THE PROBLEM ▸ Convert everything from the line containing "TARGET = framed canvas" down through the final line of the entries into a JSON list of strings, one string per line, leaving out any blank lines.

RECORD EXTRACTS ▸
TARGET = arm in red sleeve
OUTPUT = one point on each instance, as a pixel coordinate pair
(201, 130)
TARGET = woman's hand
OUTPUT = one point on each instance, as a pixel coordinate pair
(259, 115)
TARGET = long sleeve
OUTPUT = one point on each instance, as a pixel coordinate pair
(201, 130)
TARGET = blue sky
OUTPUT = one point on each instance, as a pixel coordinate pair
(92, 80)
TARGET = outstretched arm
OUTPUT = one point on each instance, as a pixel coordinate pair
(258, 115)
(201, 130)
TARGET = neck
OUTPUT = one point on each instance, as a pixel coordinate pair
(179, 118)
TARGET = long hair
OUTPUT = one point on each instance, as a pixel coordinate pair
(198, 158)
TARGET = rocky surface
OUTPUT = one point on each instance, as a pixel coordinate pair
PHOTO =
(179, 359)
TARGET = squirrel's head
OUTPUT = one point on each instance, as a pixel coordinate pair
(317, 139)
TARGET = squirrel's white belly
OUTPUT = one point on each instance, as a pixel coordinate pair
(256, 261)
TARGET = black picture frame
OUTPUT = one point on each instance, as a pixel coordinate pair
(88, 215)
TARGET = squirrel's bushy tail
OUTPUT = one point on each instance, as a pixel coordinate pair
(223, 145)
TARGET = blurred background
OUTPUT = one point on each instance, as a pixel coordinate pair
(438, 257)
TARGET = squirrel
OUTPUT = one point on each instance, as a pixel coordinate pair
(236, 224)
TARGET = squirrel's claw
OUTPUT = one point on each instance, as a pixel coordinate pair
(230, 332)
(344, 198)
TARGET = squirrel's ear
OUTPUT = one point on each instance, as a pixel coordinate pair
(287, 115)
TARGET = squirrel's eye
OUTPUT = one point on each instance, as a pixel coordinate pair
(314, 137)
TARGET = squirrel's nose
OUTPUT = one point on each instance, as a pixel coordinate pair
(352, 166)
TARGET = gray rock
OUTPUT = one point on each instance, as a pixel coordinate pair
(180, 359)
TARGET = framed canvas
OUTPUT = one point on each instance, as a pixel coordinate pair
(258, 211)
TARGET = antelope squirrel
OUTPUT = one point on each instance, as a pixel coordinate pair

OUTPUT ▸
[
  "TARGET = framed canvas",
  "OUTPUT = one point on each instance, as a pixel coordinate pair",
  "(258, 211)",
  "TARGET = antelope squirrel",
  "OUTPUT = one point on each instance, as a pixel coordinate pair"
]